**Document section**:
Some vote early and on everything. They do that mainly to gain a follow from naive members thinking those people are actually supporting them.

People will be rewarded no matter what they vote for or why. Good reason or bad = same result.

Which scenarios are looking at? The basic blind voting that's been creating a disaster for the past eight years?

There are a variety of ways to game network effects, pandering, and etc. I prefer not to detail here because those that know, already know, and those that don't include some that would if they did, in order to farm curation rewards. I generally agree that curation has been a disaster for the past eight years, and point to financialization of curation as a large reason for that trainwreck. @edicted suggested savings accounts as a means of enabling investors to attain to ROI without deranging curation some years ago, perhaps before Hive even began, and when HBD savings with interest of 20% advented I was greatly encouraged things would improve.

**Actions to take**:
**a.** Answer these questions about the curation discussion:
(i) What do those who vote early and on everything mainly hope to gain?
(ii) What did @edicted suggest as a way for investors to attain ROI?
(iii) What interest rate came with HBD savings?
**b.** Set down, word for word, the stretch of the curation discussion from "There are a" through "things would improve.".

**Provided data**:
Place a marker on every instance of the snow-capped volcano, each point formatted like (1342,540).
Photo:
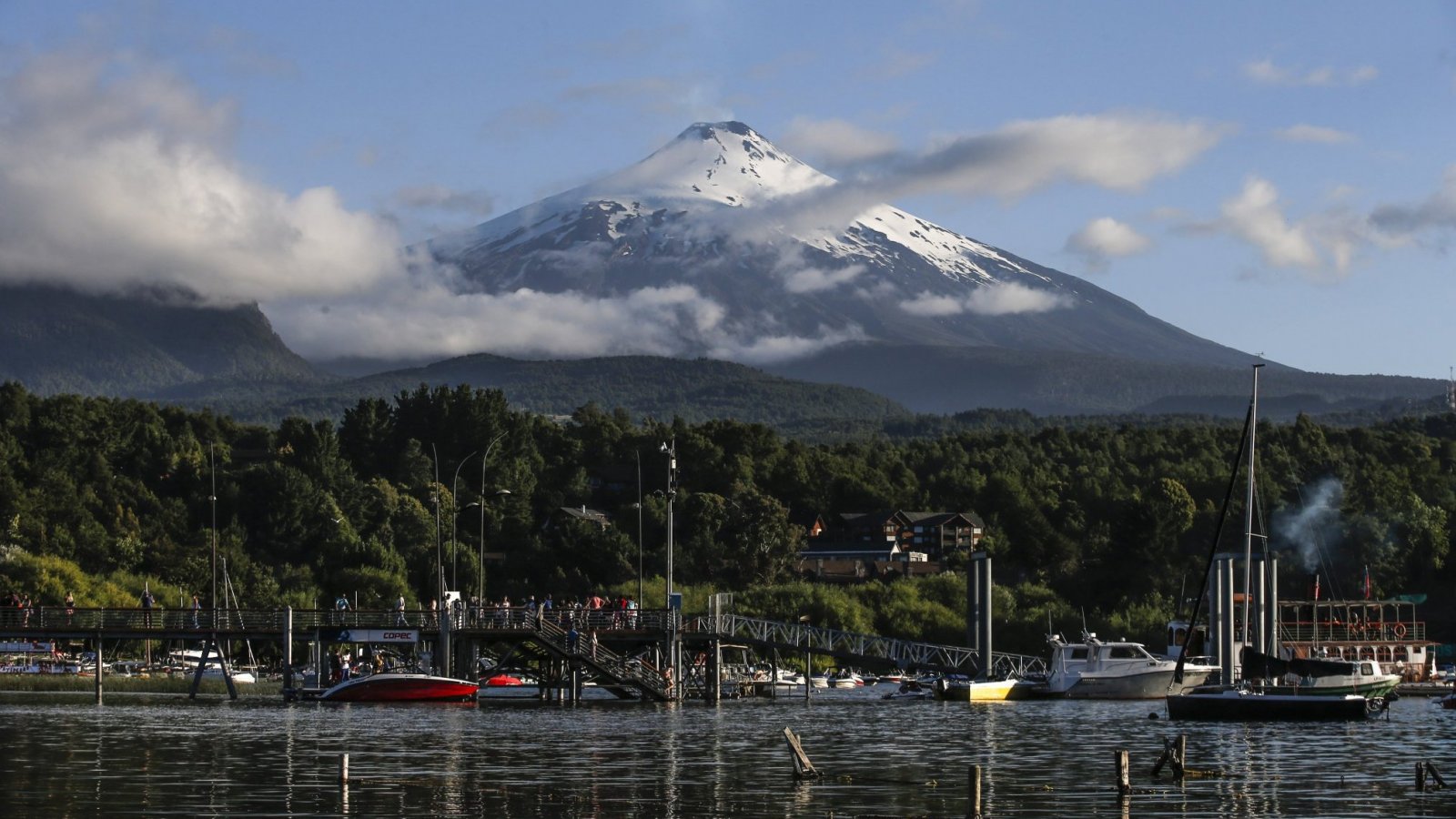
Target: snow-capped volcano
(754,256)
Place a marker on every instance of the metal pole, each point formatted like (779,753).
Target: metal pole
(638,453)
(480,567)
(672,490)
(440,562)
(455,516)
(211,460)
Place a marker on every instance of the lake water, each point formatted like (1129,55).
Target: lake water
(149,755)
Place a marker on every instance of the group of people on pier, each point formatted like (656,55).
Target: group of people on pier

**Answers in order**:
**a.**
(i) A follow from naive members who think those voters are actually supporting them.
(ii) Savings accounts.
(iii) 20%.

**b.**
There are a variety of ways to game network effects, pandering, and etc. I prefer not to detail here because those that know, already know, and those that don't include some that would if they did, in order to farm curation rewards. I generally agree that curation has been a disaster for the past eight years, and point to financialization of curation as a large reason for that trainwreck. @edicted suggested savings accounts as a means of enabling investors to attain to ROI without deranging curation some years ago, perhaps before Hive even began, and when HBD savings with interest of 20% advented I was greatly encouraged things would improve.